(Extracted records)
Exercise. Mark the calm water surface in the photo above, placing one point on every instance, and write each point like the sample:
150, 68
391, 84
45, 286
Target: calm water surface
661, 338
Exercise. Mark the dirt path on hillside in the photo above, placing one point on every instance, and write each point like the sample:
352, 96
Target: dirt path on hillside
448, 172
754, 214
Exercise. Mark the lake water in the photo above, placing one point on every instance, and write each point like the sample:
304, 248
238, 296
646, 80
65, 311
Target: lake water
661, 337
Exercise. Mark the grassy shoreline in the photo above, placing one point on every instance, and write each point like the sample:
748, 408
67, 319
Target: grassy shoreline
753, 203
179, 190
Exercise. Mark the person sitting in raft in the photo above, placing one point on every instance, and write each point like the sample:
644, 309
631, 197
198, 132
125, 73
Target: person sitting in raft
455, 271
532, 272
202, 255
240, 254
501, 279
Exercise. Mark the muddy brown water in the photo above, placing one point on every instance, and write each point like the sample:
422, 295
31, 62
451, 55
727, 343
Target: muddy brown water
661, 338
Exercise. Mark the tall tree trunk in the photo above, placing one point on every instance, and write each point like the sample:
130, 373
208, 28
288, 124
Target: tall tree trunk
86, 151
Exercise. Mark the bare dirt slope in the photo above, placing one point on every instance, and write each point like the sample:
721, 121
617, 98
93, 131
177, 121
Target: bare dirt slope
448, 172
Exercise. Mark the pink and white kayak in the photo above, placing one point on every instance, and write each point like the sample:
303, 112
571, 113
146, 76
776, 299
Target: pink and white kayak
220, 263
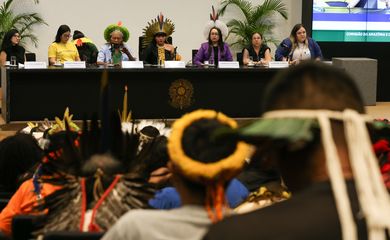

▸ **Work request**
Beginning at the line that contains "Target: tall tree trunk", give the remaining lines of the records again exactly, through the last one. Leave out pictures.

▸ **Task solution**
Target: tall tree trunk
86, 151
Exercise. Mark the bare dirt slope in the photo above, placing one point on every instance, and write each point like the sample:
721, 121
617, 98
93, 131
177, 121
Target: bare dirt slope
448, 172
Exercise. Mark the pink and white kayak in the photo above, placing one point on every instance, and write each point like the sample:
303, 112
571, 113
146, 76
776, 299
Target: pink and white kayak
220, 263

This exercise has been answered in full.